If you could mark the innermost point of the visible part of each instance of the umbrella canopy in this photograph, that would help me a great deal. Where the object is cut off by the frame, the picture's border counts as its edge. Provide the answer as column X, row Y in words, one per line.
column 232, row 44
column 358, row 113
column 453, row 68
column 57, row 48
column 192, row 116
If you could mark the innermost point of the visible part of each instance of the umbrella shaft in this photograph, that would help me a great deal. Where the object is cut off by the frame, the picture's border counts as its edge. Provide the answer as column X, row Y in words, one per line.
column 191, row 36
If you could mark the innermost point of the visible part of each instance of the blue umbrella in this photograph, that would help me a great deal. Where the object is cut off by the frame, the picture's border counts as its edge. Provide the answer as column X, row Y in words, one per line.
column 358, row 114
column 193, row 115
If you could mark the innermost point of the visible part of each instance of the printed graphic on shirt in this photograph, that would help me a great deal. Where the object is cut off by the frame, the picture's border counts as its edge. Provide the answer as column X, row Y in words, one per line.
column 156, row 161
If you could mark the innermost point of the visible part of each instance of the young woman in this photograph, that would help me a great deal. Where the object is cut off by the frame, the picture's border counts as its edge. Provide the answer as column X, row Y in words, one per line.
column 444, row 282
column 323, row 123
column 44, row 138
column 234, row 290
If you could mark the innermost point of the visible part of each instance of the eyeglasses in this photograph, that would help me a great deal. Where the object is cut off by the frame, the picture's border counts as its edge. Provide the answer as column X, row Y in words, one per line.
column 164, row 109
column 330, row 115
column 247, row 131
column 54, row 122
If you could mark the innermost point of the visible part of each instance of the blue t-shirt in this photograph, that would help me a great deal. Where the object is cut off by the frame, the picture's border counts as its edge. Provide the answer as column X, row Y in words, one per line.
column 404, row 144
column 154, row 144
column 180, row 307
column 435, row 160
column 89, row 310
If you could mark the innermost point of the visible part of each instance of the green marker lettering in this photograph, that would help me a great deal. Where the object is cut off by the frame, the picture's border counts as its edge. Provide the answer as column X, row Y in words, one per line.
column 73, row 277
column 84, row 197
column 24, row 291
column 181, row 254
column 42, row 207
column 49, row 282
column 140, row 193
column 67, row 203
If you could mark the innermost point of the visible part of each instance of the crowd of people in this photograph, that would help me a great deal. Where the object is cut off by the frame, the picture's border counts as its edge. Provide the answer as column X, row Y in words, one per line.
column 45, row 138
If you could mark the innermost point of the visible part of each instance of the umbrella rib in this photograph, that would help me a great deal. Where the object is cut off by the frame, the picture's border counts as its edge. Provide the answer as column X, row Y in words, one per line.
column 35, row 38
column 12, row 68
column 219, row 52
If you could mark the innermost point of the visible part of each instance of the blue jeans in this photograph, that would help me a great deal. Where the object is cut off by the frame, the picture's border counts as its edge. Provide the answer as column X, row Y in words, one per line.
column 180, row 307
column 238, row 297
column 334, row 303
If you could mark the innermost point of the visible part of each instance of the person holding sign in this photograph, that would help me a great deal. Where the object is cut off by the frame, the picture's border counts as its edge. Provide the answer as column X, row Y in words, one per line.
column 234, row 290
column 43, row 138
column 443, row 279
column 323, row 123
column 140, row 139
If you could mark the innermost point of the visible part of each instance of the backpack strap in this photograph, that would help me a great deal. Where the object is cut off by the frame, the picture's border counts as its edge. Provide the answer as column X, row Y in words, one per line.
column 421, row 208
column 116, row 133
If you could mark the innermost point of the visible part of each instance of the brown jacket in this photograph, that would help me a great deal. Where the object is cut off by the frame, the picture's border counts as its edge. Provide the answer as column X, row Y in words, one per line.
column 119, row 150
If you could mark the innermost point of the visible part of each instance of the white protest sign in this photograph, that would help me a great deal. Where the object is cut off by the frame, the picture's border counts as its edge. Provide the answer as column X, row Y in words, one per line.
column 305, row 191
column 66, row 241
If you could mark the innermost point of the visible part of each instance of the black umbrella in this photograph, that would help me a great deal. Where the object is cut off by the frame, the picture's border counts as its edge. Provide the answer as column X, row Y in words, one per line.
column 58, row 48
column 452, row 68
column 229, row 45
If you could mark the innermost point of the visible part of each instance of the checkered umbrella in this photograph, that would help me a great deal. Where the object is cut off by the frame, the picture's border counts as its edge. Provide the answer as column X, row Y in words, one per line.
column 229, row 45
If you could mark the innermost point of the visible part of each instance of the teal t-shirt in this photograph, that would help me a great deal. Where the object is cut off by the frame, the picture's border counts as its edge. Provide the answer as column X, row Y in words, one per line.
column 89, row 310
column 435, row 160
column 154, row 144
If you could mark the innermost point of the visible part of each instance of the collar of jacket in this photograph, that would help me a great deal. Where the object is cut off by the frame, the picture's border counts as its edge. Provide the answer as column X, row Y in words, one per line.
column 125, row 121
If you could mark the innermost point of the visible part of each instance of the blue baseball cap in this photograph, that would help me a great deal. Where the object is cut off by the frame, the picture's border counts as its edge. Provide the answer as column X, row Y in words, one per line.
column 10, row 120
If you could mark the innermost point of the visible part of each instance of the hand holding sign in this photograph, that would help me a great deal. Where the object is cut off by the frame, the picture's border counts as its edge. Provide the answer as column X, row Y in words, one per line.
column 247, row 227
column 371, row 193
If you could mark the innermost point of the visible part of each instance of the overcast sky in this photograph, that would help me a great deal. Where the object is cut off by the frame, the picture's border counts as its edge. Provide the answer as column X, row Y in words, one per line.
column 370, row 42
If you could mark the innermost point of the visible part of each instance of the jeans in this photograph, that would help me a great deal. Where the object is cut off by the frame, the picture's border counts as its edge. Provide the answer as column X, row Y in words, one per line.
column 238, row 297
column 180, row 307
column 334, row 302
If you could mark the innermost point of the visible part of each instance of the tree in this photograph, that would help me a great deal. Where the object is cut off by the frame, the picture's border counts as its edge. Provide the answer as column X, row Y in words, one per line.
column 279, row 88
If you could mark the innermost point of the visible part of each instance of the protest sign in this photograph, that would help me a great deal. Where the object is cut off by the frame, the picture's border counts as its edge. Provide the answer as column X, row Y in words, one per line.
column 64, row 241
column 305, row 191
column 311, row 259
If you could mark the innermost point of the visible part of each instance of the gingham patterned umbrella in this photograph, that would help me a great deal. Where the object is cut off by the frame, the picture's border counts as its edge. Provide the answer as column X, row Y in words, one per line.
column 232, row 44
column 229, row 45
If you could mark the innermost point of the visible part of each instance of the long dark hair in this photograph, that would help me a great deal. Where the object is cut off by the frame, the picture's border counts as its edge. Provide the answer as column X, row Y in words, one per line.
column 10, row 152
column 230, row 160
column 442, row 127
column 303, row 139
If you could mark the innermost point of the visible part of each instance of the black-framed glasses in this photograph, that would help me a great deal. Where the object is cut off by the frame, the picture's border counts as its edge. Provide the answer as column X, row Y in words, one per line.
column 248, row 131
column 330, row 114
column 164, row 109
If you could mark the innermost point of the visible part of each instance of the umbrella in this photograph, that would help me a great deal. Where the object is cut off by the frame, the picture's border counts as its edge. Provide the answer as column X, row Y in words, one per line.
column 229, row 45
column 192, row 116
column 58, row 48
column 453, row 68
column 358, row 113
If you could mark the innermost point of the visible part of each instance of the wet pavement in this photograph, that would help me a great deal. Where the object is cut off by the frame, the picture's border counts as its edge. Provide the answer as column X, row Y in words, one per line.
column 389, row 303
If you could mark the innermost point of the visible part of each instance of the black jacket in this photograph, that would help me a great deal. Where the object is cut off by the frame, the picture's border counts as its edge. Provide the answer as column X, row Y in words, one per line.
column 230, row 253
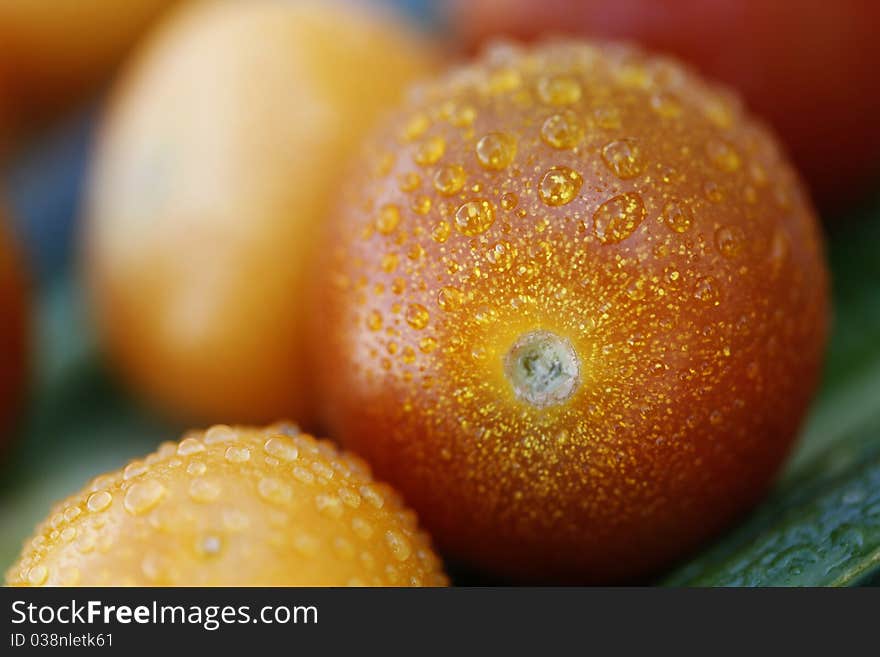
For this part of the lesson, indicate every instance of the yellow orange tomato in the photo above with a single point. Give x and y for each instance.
(13, 327)
(53, 50)
(232, 507)
(574, 306)
(220, 151)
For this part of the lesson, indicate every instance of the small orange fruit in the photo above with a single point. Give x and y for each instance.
(218, 157)
(13, 328)
(575, 315)
(232, 507)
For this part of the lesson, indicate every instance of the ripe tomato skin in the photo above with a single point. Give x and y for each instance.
(807, 67)
(636, 213)
(13, 328)
(232, 507)
(215, 165)
(53, 51)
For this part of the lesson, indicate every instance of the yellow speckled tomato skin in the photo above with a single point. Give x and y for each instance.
(217, 158)
(232, 507)
(13, 328)
(620, 203)
(52, 51)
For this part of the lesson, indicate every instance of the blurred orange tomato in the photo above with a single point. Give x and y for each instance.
(220, 152)
(808, 67)
(51, 50)
(13, 328)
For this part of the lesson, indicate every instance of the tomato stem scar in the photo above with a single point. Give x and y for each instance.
(542, 368)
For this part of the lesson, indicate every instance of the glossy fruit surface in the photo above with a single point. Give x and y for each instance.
(808, 67)
(13, 328)
(232, 507)
(53, 50)
(573, 307)
(217, 160)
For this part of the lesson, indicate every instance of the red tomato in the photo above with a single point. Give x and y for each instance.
(808, 66)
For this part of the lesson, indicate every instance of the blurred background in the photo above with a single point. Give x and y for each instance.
(806, 66)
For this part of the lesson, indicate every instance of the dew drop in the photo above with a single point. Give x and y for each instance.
(676, 216)
(236, 454)
(440, 232)
(281, 447)
(38, 575)
(389, 218)
(474, 217)
(209, 545)
(706, 290)
(409, 182)
(730, 241)
(204, 490)
(562, 131)
(608, 117)
(274, 490)
(450, 179)
(417, 316)
(722, 155)
(449, 298)
(374, 320)
(509, 201)
(430, 151)
(307, 545)
(421, 205)
(143, 496)
(618, 218)
(235, 520)
(713, 191)
(329, 505)
(559, 90)
(559, 186)
(196, 468)
(190, 446)
(417, 125)
(134, 469)
(398, 544)
(99, 501)
(496, 151)
(624, 158)
(389, 262)
(220, 434)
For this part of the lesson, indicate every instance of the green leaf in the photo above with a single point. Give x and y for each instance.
(821, 526)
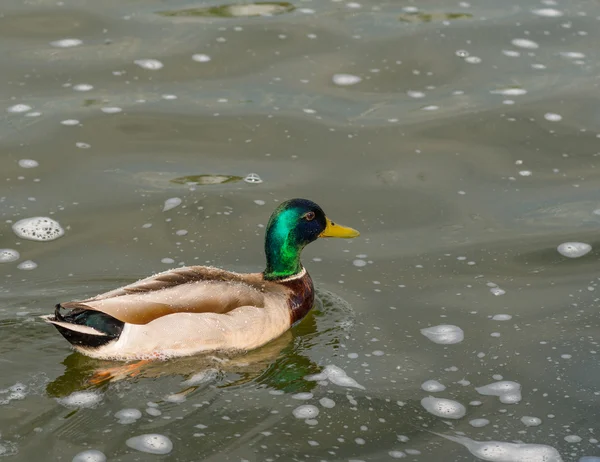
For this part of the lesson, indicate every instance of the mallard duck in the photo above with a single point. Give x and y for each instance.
(196, 309)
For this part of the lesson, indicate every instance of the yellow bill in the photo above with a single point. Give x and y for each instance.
(335, 230)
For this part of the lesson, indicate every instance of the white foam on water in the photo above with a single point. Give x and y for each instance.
(27, 265)
(574, 249)
(28, 163)
(19, 108)
(432, 386)
(397, 454)
(509, 392)
(501, 451)
(442, 407)
(38, 229)
(327, 403)
(152, 443)
(253, 178)
(200, 378)
(172, 203)
(127, 416)
(150, 64)
(91, 455)
(573, 54)
(510, 92)
(8, 448)
(16, 392)
(83, 87)
(529, 421)
(81, 399)
(572, 439)
(444, 334)
(345, 80)
(335, 375)
(478, 423)
(548, 12)
(9, 255)
(525, 43)
(502, 317)
(66, 43)
(201, 58)
(552, 117)
(306, 411)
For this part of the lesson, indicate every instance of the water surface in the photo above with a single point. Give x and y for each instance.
(460, 138)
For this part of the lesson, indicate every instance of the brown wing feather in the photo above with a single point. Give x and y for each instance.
(177, 277)
(195, 289)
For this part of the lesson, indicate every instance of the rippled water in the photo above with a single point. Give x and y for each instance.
(461, 139)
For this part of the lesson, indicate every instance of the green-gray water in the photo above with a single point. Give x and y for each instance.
(460, 138)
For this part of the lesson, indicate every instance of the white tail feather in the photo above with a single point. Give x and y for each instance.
(74, 327)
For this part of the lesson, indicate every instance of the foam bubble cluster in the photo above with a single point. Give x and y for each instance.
(335, 375)
(508, 392)
(444, 334)
(441, 407)
(201, 58)
(9, 255)
(502, 317)
(38, 229)
(81, 399)
(500, 451)
(432, 386)
(529, 421)
(253, 178)
(27, 265)
(19, 108)
(150, 64)
(127, 416)
(574, 249)
(345, 80)
(306, 411)
(28, 163)
(478, 423)
(525, 43)
(91, 455)
(152, 443)
(548, 12)
(327, 402)
(16, 392)
(66, 43)
(171, 203)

● ● ● ● ●

Task goal »
Copy out the records word for word, starting with the line that contains "of the hand" and ending with the line that contains "column 279, row 88", including both of those lines.

Output of the task »
If you could mark the innermost point of the visible part of each instance of the hand holding sign in this photograph, that would help me a great deal. Where the object is cut off by the frame, the picture's border counts as its edge. Provide the answer as column X, row Y in words, one per line.
column 247, row 227
column 371, row 193
If you could mark the innermost point of the visible part of each instance of the overcast sky in this photograph, that would help me a great deal. Where the object is cut off by the frame, the picture's border counts as its edge. Provide the answer as column X, row Y in words, one per line.
column 370, row 42
If you could mark the innermost point of the visible part of each instance of the jeans in this photograph, that would help me a great deal. Where the object is cut off by the frame, the picture's border counts as its edge. Provide the answer as column X, row Y in words, one per line.
column 238, row 297
column 180, row 307
column 334, row 302
If you could mark the innermost point of the visible part of each instance of the tree in this photograph, that would help me a great deal. Where the object is cut off by the frame, the picture's border counts as its edge. Provide the answer as column X, row Y in words, one per line.
column 279, row 88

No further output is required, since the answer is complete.